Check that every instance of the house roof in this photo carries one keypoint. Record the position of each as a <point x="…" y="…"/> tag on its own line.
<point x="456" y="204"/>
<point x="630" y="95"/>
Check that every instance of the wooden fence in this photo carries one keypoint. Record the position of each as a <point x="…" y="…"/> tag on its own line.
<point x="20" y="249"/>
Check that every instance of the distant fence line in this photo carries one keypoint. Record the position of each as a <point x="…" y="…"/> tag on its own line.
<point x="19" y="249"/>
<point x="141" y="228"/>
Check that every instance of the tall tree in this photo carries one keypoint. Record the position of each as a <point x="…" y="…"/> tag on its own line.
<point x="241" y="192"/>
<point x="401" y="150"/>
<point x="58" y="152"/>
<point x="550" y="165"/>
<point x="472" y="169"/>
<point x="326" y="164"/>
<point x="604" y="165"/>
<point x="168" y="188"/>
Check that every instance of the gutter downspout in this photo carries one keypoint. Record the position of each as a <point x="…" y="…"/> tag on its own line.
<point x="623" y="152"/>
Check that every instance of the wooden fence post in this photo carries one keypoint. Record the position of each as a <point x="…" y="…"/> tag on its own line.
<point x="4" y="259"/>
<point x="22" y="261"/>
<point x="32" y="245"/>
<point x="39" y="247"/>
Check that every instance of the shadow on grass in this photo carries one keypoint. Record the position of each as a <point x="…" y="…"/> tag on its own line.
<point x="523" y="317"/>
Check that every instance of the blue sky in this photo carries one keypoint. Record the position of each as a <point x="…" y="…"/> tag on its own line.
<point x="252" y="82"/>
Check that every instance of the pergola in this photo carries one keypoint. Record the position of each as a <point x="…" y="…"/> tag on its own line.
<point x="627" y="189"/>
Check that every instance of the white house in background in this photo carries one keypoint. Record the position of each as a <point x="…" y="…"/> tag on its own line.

-=-=-

◆ PROBLEM REQUIREMENTS ◆
Rewrite the lines above as a numbered list, skipping any blank lines.

◆ THE ANSWER ◆
1. Check that every instance of the house roof in this photo carries one keypoint. Record the position of each as a <point x="…" y="…"/> tag on its own line.
2. <point x="456" y="204"/>
3. <point x="630" y="95"/>
4. Check that every instance of the wooden fence in this photo carries one keypoint. Record the position of each as a <point x="…" y="…"/> tag on its own line.
5. <point x="20" y="249"/>
6. Check that every instance of the distant fence line in this photo carries one keypoint. Record the position of each as a <point x="…" y="…"/> tag on its own line.
7. <point x="19" y="249"/>
8. <point x="141" y="228"/>
9. Check that every instance of the tall tree in this photo carries one keypoint. Record the position of each as a <point x="…" y="…"/> tag on its own line.
10. <point x="241" y="192"/>
11. <point x="401" y="150"/>
12. <point x="58" y="152"/>
13. <point x="550" y="165"/>
14. <point x="472" y="169"/>
15. <point x="326" y="164"/>
16. <point x="604" y="165"/>
17. <point x="168" y="188"/>
18. Check that every instance of the gutter downspout in this photo carries one keypoint. Record the position of each as a <point x="…" y="…"/> tag on its own line.
19. <point x="623" y="152"/>
20. Check that every instance of the wooden fence post in this photo carries one keypoint. Record the position of each as a <point x="…" y="…"/> tag on its own line.
21. <point x="4" y="259"/>
22. <point x="22" y="261"/>
23. <point x="32" y="245"/>
24. <point x="39" y="247"/>
25. Check that every instance of the shadow on grass in this photo carries one keypoint. Record the position of each as a <point x="…" y="…"/> tag on its own line.
26. <point x="523" y="317"/>
27. Check that every instance of the blue sky in this photo carries one keypoint. Record the position of each as a <point x="…" y="…"/> tag on its own line.
28. <point x="252" y="82"/>
29. Check that every instance of the pergola in this photo carries one keypoint. Record the position of each as a <point x="…" y="…"/> tag on its own line.
30. <point x="627" y="189"/>
31. Check that every instance of the white house in background in this photo carries one keypoint. Record the position of each as a <point x="…" y="…"/> tag on its own line.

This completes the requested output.